• REQUIRED ACTION:
Echo the lines of the recorded data from the start through the line containing "box: [174, 193, 183, 296]", both ends included.

Recorded data
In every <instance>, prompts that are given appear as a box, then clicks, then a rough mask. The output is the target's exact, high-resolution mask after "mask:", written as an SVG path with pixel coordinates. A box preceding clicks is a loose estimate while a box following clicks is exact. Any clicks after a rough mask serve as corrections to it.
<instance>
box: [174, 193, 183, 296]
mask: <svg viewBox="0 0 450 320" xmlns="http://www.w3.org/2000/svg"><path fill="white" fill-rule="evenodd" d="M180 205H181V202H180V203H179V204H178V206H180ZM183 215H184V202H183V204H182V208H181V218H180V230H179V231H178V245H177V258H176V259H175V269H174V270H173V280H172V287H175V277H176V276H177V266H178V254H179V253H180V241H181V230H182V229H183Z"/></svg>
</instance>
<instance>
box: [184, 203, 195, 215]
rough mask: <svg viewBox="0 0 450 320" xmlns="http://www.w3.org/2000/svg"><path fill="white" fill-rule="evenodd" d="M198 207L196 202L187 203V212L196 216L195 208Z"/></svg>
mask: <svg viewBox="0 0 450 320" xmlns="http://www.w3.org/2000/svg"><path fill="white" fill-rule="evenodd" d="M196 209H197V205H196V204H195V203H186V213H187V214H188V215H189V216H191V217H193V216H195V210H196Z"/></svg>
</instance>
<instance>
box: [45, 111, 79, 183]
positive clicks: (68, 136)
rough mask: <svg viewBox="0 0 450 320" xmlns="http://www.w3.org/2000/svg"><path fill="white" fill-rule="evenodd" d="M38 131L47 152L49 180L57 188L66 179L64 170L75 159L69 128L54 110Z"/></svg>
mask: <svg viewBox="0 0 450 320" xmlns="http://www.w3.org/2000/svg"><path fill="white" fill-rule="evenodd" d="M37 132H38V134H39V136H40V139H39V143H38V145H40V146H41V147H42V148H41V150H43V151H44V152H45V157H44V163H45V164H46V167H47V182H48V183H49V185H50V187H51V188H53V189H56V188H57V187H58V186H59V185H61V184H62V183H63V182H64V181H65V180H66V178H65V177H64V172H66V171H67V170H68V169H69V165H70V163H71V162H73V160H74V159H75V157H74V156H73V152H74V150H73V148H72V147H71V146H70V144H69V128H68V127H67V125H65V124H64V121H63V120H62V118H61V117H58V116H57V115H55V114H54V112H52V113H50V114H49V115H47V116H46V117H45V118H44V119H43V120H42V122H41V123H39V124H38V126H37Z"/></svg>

• SOLUTION TO THIS TASK:
In every <instance>, prompts that are given appear as a box, then clicks, then a rough mask. The output is the target's exact, high-resolution mask after "mask:", written as an SVG path with pixel coordinates. A box preceding clicks is a loose estimate while a box following clicks is exact. Any clicks after a rough mask serve as corrections to it.
<instance>
box: [174, 193, 183, 296]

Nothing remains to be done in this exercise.